PROVIDED INFORMATION:
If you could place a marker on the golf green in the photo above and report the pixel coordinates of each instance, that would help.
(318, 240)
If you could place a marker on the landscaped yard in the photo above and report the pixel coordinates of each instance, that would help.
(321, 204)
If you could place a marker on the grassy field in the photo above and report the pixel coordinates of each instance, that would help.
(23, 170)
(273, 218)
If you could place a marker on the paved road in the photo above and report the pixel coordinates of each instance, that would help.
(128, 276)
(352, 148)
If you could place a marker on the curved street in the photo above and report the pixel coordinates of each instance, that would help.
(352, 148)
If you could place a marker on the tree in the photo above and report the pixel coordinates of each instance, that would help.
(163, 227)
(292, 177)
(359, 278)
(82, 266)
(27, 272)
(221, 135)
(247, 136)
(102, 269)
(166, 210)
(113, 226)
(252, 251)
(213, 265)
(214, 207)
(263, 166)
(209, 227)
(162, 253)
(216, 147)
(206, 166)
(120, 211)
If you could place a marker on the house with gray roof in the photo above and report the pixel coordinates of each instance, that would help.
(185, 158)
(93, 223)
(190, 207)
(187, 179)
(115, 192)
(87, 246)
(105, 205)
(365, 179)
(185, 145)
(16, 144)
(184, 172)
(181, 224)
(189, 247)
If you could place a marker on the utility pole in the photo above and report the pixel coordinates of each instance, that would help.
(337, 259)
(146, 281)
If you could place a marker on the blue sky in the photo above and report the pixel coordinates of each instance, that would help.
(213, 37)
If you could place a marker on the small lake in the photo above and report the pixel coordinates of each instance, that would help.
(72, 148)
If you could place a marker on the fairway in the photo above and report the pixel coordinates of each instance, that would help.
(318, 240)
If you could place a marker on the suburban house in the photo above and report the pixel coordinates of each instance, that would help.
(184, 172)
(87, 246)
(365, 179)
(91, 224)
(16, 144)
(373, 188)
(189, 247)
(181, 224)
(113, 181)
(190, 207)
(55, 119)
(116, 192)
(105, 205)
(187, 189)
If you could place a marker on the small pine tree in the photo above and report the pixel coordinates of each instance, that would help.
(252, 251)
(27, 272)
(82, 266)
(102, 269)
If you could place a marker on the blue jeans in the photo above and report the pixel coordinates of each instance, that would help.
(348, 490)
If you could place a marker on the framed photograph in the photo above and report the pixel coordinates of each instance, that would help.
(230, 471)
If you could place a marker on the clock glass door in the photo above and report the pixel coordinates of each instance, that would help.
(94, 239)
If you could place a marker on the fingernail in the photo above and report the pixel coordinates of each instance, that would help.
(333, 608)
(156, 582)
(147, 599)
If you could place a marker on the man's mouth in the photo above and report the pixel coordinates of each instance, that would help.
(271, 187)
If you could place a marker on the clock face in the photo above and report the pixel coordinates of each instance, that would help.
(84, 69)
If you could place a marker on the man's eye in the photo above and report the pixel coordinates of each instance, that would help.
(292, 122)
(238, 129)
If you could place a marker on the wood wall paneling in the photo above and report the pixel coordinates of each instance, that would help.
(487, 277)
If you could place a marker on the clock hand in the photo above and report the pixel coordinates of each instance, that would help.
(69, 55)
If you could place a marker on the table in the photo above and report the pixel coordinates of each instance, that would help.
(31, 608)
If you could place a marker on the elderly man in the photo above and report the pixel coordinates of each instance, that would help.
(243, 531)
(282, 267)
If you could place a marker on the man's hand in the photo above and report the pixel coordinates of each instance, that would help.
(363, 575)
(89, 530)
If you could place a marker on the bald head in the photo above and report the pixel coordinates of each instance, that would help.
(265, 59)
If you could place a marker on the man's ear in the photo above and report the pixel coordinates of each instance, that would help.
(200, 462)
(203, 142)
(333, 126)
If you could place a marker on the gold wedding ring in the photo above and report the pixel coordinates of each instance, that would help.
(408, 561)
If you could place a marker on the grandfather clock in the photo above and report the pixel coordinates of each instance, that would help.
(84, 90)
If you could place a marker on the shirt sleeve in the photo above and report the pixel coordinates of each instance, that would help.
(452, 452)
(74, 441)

DIRECTIONS FOR THIS TASK: Reproduce everything from the line containing "If you could place a marker on the shirt" down to the end of the listing, substituting "shirt cuff" for "shirt sleeve" and leaving all other text unchanged.

THE RESPONSE:
If you could place a marker on the shirt cuff in the photo above and report the pixel coordinates of each instance, that would help.
(452, 452)
(74, 441)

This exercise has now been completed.